Some casters aren't, sure. But the DMM: Persist Cleric or would be perfectly happy to pick up that weapon and go to town. I think people overstate their case when they claim casters can trivially slide into any role, but it's absolutely true that you can build a caster to fulfill whatever particular role if that happens to be what you want to do. Giving people magic items to buff them can work, but for it to work you have to be pretty explicit with your targeting. Not just "this works better for strategies I think of as non-caster strategies" but "this specifically works for a dagger Rogue and UMD doesn't bypass that because *mumble mumble*". And, to be fair to this approach, it does work, and it's a useful tool for the kind of _ad hoc_ balancing that DMs inevitably have to do to some degree. But I don't think it's a good thing to use as the foundation for your system's approach to balance.

----------


## icefractal

> They want to play a character that is recognizably doing martial things and has recognizably martial powers, but is nevertheless able to keep up with casters (so, in superhero parlance, the likes of Thor or Wonder Woman).


Some of them do, others would say "Able to fly and throw cars around?  What's this superhero / anime BS?!"

There are many ways non-casters could be on par:
* Superhuman abilities (as mentioned above)
* Extensive use of items (Iron Man, also mentioned)
* Mythic / folk-tale abilities, like grabbing a river and wrestling it into a new course
* Explicit (IC) control of fate / destiny
* Implicit (OOC) control of fate / destiny

And for each of those, some people would be happy with them, others would say that it ruins the concept of what a non-caster is.  

And of course for at least a few people, the answer is:
* None of the above, a 20th level Fighter should be entirely within normal human limits, not have events swayed in their favor, not use significant magic items, none of that, but should still be equally relevant to the campaign.  How?  That's not my problem, _you_ figure it out.

Which is not reasonable IMO, but it an opinion I've seen a number of times.

──────────

> Requirements:
a) In the thread on balancing casters and non-casters, which superhero is named as an example of extensive use of items?
b) The thread lists several ways non-casters could be on par with casters. Explain why, according to the thread, some people would be unhappy with each of those options.
The lines that come next have no connection to the thread above.

──────────

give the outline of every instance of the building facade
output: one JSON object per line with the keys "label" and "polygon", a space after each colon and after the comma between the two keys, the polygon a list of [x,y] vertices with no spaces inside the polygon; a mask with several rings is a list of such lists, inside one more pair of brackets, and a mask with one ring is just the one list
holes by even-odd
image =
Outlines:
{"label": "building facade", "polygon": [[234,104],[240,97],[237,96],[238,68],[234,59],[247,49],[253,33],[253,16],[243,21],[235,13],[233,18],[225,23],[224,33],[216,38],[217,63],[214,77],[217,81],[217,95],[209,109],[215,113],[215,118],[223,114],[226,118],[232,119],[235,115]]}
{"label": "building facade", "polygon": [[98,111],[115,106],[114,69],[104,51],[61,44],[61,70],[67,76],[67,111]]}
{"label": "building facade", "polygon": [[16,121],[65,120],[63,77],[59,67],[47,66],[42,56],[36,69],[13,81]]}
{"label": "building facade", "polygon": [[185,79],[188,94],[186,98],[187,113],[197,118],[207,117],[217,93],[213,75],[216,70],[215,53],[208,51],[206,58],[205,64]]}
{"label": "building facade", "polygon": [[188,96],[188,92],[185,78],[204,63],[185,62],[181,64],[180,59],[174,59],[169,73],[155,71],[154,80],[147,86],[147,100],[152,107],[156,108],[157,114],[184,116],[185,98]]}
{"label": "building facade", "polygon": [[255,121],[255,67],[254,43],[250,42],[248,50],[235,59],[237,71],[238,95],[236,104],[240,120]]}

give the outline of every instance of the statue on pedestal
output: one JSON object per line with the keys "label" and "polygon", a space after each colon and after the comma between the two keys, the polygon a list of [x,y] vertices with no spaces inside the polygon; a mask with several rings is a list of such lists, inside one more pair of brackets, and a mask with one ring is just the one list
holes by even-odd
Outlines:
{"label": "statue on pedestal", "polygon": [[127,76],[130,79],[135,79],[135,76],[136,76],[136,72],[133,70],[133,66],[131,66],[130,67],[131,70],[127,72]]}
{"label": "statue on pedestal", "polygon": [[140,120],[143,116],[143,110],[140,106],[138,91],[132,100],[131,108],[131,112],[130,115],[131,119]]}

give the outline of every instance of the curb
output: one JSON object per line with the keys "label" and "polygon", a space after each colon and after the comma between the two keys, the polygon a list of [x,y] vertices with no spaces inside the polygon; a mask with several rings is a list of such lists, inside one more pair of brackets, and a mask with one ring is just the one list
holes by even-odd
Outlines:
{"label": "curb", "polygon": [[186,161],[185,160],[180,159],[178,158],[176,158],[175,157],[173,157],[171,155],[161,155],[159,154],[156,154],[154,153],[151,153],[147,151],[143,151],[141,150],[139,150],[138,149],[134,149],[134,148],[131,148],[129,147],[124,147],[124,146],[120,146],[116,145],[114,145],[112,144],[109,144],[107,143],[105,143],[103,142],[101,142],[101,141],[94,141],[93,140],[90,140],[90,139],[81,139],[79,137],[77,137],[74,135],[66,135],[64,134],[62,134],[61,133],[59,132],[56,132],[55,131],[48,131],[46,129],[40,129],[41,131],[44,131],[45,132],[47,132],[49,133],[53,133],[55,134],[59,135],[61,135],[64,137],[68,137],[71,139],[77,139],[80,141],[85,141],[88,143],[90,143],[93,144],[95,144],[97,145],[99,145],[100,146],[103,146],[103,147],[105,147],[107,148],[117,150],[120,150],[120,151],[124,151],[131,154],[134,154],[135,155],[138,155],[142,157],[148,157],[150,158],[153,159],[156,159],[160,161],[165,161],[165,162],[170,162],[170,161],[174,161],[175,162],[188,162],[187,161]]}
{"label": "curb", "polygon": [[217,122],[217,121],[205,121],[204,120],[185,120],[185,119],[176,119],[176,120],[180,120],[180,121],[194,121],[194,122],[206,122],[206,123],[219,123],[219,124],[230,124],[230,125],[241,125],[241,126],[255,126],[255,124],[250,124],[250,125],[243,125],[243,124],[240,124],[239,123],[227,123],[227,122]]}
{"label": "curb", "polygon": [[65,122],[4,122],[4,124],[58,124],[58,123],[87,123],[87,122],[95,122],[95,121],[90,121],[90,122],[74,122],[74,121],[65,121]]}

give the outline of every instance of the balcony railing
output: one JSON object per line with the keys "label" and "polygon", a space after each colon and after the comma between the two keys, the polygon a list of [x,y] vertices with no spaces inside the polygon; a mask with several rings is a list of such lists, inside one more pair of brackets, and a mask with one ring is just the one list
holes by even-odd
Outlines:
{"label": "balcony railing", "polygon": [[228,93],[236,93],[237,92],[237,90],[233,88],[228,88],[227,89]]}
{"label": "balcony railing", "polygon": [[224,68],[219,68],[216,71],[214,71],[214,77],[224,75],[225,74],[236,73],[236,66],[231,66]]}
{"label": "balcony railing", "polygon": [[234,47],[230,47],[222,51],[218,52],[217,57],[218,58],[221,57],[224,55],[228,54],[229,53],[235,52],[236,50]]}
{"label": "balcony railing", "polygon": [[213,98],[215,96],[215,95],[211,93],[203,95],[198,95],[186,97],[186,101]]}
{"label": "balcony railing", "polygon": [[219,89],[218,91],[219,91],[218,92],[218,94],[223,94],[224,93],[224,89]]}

──────────

> Answers for the tasks:
a) Iron Man.

b) For each option, some people would say that it ruins the concept of what a non-caster is. Superhuman feats like flying or throwing cars around strike some players as "superhero / anime BS" rather than martial ability.